=== EXTRACTED TEXT ===

In the beginning, Apo Kabunian, supreme deity of the sky-world, had arrived hungry in Pasil, Kalinga but found nothing to cook with, so he fashioned a pot out of soil. The village women, another of his clay designs, were so taken with what they saw that they imitated his creation. But another legend lives on: The earthenware pot was not made by a god but Maria Orosa, a food scientist from Batangas.
Despite being shrouded by history, her inventions like banana catsup and Soyalac can be found in practically every Filipino kitchen. The palayok is another of Orosa’s inventions. In the 1920s, she traveled to rural areas to demonstrate how to cook without electricity and modern appliances with the clay pot and oven. She organized rural home improvement clubs, which grew to 22,000 members by 1924, to teach women about food preservation, gardening, and poultry raising. Embedded in the humble clay pot is a body of history that fed thousands of Filipinos during times of war.
In Kalinga, the tradition of earthenware goes by another name: the banga. It persists a female craftsmanship passed down from mothers to their daughters for generations.
Form Follows Function
After twelve hours on the road from Manila, we arrived in a village called Dangtalan. Down past the clusters of homes, an ubiquitous church, and school basketball court is the Ilichan farm. Behind its rice paddies is an open field and a cottage that overlooks the Pasil river valley and other villages atop rice terraces. There, the manfafanga, the potters, have gathered to welcome us with a demonstration of how the banga is made.
The earthenware pot of the Ikalinga called banga, or palayok in Tagalog, concerns itself differently than other forms of tradition. Mud is made into hard ceramic, a rebirth to meet the rigors of both daily life and cultural practice. In the past, they stored water and buried their dead in these large earthenware jars. To this day, they still find such urns scattered below the village, but the ones they make today they use to cook viands and rice and to perform dances with.
The manfafanga move to an intuitive tempo. At every turn, another woman is onto a different stage of pot-making. Not knowing how to insert myself into the diorama they make, I start at the beginning of the assembly line. Sofia Agapinan, a retired health worker and one of the older potters, breaks down clay soil with a large wooden pestle called a’lo against a salsalan, a large river stone. When she lifts the al’o, her other hand darts to fold the clay and sprinkle water until it is a sticky, malleable consistency.
The clay is then placed on a plate called chu-yas to shape the rounded bottom of the banga. With one hand moving the plate clockwise and the other pulling the clay against the rotation, the walls of the pot climb with every spin. Once the pot has dried, a pikpik or wooden paddle smacks the outside while a round stone, vuntok, pushes the inside to perfect the globular form. The rough inside of the pot is leveled with a coconut shell and smoothened with a wet piece of cloth. Sofia then inscribes her gili, a geometrical design made on the pot's surface—a kind of potter’s signature. The pot is polished with a stone called ichi-id, painted with red soil or pura, then left out to dry again.
Instead of a kiln, the pots burn for a half hour on a metal grille covered in cogon grass, rice stalks, and chopped wood. A talin-jak or a long staff pulls the pots out from under the mound of white ash that is left. Finally, the pots are sealed in livu or resin while steaming hot. If the hands of all mothers are thickened by cooking and cleaning, then even more so are the hands of potters.

=== GIVEN ENTRIES ===

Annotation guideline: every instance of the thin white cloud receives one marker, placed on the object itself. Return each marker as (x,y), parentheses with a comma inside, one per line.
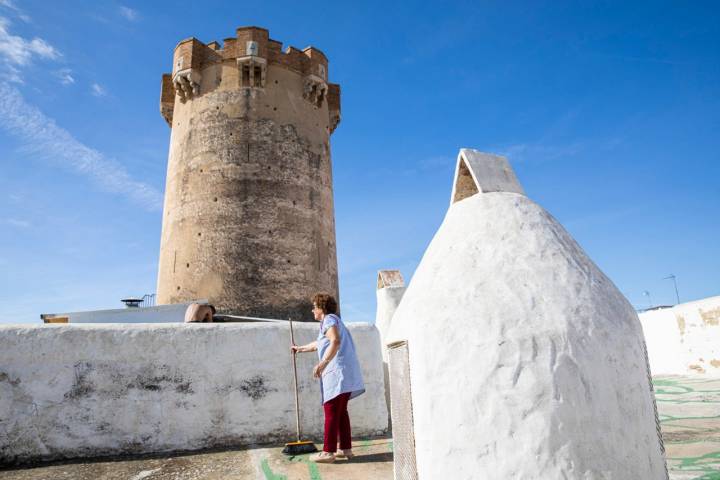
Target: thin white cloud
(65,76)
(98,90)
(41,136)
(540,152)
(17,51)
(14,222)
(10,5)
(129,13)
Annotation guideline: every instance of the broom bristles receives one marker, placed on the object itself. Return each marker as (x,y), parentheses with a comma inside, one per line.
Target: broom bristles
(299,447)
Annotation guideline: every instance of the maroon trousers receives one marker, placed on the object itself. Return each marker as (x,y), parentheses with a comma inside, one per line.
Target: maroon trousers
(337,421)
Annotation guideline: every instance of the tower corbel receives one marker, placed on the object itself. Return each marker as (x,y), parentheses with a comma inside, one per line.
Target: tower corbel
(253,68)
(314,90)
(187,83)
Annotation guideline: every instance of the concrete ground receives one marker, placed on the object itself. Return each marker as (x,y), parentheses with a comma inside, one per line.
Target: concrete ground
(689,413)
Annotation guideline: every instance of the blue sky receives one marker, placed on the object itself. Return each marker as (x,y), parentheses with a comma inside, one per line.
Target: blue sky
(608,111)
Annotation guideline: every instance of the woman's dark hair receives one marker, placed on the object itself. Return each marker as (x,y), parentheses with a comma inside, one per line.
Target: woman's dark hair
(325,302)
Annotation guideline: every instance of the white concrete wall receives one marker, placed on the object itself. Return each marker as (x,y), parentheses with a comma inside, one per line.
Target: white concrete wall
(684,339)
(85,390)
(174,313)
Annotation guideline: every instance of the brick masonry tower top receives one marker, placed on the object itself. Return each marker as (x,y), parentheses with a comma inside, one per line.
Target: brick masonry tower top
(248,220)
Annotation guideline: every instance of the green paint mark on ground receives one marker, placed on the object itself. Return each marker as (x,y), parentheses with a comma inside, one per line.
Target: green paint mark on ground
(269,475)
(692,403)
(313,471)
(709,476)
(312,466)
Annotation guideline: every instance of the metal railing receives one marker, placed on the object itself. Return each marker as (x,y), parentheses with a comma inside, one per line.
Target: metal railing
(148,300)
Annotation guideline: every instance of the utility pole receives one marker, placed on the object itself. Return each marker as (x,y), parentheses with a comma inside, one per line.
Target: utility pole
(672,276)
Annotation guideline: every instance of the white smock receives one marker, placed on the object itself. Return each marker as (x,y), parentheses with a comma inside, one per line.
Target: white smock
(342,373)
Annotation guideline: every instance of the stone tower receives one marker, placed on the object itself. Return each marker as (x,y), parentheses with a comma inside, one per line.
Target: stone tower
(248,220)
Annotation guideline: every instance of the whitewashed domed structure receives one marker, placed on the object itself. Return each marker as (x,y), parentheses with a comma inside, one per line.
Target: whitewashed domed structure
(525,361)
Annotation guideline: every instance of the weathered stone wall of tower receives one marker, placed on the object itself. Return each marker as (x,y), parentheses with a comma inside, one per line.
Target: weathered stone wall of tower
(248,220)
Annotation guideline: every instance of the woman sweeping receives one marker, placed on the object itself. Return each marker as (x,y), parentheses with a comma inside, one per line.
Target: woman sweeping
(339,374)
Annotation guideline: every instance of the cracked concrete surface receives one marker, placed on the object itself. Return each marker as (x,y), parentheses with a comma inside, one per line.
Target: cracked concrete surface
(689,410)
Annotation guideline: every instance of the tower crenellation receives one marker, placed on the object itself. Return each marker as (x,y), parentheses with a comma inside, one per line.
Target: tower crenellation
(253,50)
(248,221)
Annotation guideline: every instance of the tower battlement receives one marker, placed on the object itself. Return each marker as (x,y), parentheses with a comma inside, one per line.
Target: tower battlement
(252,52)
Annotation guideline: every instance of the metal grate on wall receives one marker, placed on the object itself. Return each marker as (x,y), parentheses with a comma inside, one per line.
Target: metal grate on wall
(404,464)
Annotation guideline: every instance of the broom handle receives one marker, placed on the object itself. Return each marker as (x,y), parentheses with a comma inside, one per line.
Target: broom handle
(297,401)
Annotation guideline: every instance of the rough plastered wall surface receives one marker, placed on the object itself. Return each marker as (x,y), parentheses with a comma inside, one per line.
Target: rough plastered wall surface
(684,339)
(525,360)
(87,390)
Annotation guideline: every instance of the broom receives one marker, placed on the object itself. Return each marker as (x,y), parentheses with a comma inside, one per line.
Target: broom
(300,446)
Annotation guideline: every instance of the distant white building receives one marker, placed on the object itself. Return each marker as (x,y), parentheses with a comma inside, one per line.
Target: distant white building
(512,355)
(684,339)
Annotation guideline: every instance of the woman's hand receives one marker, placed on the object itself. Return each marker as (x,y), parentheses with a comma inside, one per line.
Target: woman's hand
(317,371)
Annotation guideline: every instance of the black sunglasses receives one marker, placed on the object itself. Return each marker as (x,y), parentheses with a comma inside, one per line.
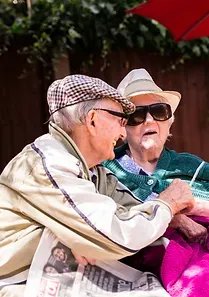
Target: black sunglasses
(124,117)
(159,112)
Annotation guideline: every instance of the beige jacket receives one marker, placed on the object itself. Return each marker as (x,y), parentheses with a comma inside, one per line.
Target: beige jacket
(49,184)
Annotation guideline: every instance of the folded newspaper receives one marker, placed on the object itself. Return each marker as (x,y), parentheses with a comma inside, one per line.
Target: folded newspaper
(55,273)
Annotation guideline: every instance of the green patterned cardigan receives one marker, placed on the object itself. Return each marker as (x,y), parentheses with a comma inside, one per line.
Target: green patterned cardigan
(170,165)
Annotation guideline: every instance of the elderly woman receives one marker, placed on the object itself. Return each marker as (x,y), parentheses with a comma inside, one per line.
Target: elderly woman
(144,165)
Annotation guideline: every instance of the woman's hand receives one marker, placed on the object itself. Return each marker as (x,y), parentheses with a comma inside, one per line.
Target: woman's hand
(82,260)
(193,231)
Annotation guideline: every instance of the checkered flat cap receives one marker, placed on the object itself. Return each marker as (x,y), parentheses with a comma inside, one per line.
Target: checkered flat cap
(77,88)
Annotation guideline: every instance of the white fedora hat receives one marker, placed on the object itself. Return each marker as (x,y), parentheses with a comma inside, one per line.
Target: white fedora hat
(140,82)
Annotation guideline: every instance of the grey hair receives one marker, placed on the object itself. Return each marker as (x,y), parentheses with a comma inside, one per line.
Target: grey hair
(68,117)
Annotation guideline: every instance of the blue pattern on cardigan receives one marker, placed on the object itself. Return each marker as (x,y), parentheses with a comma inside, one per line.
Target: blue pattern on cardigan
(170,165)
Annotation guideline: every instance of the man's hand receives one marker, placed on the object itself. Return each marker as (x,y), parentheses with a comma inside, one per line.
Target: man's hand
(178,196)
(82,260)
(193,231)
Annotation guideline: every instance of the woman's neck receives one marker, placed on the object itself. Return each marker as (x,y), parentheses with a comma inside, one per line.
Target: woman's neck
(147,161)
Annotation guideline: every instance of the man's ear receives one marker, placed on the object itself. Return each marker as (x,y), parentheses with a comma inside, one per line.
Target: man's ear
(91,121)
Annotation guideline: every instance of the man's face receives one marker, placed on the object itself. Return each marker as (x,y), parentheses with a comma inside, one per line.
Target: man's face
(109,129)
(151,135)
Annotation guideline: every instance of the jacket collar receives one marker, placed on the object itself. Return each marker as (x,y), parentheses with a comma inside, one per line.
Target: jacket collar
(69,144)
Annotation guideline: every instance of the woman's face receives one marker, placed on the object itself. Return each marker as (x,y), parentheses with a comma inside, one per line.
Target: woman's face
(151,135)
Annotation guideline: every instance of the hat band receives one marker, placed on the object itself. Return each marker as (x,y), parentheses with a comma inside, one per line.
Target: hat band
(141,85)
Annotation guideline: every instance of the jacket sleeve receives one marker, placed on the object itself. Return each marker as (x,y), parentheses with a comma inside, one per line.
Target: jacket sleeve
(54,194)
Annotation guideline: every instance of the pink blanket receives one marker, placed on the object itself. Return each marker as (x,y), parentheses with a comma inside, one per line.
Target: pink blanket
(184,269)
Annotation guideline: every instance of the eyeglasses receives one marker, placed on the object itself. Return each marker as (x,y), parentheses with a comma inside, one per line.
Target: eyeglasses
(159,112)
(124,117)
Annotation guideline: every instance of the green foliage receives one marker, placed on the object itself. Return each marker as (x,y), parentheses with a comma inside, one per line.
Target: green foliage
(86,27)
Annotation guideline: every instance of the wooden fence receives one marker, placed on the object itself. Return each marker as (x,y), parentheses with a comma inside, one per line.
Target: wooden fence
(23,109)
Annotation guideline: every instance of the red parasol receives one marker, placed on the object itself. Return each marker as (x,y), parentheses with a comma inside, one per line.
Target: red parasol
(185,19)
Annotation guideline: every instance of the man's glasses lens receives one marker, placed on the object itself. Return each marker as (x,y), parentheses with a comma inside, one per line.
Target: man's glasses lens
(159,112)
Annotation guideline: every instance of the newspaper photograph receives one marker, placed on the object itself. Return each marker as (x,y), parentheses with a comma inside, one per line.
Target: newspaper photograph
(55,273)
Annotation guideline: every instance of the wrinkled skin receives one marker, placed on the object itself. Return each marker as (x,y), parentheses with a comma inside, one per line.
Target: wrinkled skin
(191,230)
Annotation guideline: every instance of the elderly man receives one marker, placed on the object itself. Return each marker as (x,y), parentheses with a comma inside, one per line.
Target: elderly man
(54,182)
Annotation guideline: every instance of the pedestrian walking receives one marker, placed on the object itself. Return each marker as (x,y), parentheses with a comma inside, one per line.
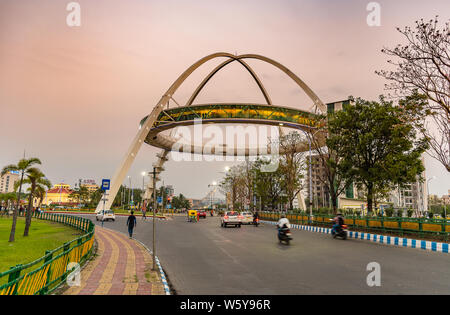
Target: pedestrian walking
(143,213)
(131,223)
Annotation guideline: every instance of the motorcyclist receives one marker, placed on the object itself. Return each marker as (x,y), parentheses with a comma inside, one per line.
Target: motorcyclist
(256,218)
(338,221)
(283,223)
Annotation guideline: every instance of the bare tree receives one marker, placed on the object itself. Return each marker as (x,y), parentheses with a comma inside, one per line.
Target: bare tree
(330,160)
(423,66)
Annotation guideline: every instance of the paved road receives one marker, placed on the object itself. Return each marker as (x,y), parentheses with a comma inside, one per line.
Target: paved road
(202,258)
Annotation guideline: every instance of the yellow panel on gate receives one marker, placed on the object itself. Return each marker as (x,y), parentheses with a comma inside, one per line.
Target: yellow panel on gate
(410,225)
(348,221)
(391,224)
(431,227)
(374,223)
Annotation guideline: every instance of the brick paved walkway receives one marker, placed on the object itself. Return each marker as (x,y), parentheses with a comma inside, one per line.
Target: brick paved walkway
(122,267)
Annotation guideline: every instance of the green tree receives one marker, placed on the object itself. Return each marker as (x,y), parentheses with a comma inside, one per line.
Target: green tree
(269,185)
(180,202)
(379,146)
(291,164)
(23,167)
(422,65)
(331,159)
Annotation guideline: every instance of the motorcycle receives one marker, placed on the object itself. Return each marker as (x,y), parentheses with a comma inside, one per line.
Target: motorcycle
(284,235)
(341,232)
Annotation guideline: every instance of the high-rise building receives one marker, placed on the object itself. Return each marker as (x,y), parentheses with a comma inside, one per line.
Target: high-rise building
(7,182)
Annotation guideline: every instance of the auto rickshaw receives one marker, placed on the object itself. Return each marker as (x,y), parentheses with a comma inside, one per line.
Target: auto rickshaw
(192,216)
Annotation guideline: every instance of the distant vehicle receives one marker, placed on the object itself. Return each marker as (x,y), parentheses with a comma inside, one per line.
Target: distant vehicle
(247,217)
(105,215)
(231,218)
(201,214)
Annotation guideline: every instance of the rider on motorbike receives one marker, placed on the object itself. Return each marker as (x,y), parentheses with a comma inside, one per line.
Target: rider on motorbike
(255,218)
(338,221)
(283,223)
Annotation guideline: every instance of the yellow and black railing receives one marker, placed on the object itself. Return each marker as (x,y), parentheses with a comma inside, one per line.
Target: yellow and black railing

===

**GIVEN PROBLEM 1**
From the piece on Kalinga clay pots, pull out the stretch from "In Kalinga, the" through "banga is made." word for word.
**GIVEN PROBLEM 2**
Pick up the piece on Kalinga clay pots where it stops and keep writing it.

**EXERCISE OUTPUT 1**
In Kalinga, the tradition of earthenware goes by another name: the banga. It persists a female craftsmanship passed down from mothers to their daughters for generations.
Form Follows Function
After twelve hours on the road from Manila, we arrived in a village called Dangtalan. Down past the clusters of homes, an ubiquitous church, and school basketball court is the Ilichan farm. Behind its rice paddies is an open field and a cottage that overlooks the Pasil river valley and other villages atop rice terraces. There, the manfafanga, the potters, have gathered to welcome us with a demonstration of how the banga is made.

**EXERCISE OUTPUT 2**
All throughout, a number of kids were running about playing. I couldn’t tell which child was whose from the way the potters fed and wiped away sweat as if every kid was their own. The women are in constant motion, resting only when the pyre is lit. Another potter, Lovely, deposits a bale of grass for kindle, then leaves only to return with bananacue for merienda and coffee to wash down the smoke.
The women of Dangtalan are potters and dancers, but many of them are farmers too. The multitudes they contain are tantamount to their rice terraces that are laden with heritage that they have kept alive for over a century.
They tell me they usually work on their own at home but they prefer to do so as a group, gossiping and cracking jokes while they share the labor of pottery. It is also the best way to teach their daughters, an entire classroom of teachers offering a harmony of advice.
Many have visited Pasil: local and foreign tourists, anthropologists, and potters travel far to learn from them and attempt to exchange know-how, like a potter’s wheel to help with speed and uniformity. “Nakakahilo,” Sofia says with a chuckle when I ask why they never took to it. They stick to what they know best, to what their mothers have taught them.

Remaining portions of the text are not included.